── Input for this task ──

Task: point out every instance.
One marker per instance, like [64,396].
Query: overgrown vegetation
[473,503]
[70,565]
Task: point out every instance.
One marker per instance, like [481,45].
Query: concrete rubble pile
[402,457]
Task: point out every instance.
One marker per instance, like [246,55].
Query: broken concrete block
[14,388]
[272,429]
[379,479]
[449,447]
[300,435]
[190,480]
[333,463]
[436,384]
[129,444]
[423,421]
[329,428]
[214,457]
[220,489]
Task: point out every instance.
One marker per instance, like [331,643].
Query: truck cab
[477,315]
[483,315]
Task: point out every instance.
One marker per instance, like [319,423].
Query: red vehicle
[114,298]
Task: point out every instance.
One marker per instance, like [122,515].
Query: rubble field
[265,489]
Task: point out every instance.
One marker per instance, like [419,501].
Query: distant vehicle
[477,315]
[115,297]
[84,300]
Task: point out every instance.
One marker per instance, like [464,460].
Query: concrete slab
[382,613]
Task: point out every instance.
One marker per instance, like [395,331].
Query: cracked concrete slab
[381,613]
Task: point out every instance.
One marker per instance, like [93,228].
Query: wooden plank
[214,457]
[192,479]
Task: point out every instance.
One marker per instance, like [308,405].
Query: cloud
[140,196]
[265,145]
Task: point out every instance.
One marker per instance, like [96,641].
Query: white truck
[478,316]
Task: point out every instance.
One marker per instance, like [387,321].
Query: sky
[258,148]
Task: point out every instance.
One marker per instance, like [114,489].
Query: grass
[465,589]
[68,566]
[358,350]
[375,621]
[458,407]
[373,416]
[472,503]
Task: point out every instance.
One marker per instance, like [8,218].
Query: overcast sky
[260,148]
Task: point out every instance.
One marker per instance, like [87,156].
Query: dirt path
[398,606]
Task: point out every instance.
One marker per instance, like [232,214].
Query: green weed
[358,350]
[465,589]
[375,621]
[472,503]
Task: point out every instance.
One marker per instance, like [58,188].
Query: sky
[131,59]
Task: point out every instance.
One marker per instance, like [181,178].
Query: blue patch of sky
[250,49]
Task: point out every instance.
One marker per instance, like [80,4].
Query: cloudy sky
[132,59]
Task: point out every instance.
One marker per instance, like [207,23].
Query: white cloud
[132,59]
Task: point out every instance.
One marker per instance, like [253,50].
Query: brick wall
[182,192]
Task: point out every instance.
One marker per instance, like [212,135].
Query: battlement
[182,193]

───
── Input for this task ──

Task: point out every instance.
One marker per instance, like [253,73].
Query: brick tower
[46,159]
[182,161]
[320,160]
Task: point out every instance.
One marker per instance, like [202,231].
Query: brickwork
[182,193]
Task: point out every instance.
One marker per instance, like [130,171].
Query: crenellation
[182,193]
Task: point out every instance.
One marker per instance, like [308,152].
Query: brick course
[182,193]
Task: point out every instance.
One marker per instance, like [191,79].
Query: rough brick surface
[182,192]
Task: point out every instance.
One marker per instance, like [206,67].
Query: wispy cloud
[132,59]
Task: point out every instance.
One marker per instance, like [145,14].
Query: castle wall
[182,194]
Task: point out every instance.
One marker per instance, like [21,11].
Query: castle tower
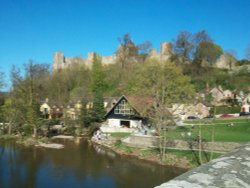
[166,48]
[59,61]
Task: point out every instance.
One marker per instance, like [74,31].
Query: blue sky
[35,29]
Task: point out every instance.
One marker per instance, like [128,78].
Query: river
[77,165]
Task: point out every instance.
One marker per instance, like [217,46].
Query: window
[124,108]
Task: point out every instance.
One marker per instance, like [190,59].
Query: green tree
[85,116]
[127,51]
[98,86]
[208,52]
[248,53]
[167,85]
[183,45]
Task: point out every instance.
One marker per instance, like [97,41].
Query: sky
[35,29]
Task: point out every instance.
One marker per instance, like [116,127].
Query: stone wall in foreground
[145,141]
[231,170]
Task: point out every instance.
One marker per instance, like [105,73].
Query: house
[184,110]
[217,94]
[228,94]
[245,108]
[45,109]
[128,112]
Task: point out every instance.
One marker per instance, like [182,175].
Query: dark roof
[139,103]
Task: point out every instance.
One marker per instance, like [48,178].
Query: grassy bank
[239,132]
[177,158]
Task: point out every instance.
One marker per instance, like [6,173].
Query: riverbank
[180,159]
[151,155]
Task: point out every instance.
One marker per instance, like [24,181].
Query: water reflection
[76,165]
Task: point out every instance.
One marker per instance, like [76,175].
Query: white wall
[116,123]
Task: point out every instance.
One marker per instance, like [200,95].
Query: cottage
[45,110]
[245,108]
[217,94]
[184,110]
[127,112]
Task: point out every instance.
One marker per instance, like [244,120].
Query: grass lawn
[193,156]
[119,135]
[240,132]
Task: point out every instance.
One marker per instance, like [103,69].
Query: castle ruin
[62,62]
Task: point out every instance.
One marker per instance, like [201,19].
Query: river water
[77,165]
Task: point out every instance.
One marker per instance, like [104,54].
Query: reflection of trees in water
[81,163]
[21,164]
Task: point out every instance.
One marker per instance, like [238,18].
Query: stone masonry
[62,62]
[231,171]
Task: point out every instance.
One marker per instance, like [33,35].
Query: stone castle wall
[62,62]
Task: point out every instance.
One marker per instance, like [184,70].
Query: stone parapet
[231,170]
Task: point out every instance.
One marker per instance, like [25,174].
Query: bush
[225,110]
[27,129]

───

— Directions for this task —
Within the data above, the lines from the one with "Query: white truck" to the one with "One marker per instance, like [58,188]." must be repeated exactly; no other line belongs in the answer.

— Your solution —
Query: white truck
[478,316]
Task: point out every instance.
One marker per instance, like [387,321].
Query: sky
[258,148]
Task: point out every instance.
One marker per instance, like [114,489].
Query: grass
[465,589]
[68,566]
[358,350]
[375,621]
[458,407]
[373,416]
[472,503]
Task: point out every instance.
One marker per instance, like [8,218].
Query: overcast sky
[260,148]
Task: point out every instance.
One marker per instance, like [87,156].
Query: dirt path
[398,606]
Task: point out every instance.
One marker per instance, like [232,214].
Query: green weed
[358,350]
[465,589]
[375,621]
[472,503]
Task: point out every instance.
One marker per instance, like [58,188].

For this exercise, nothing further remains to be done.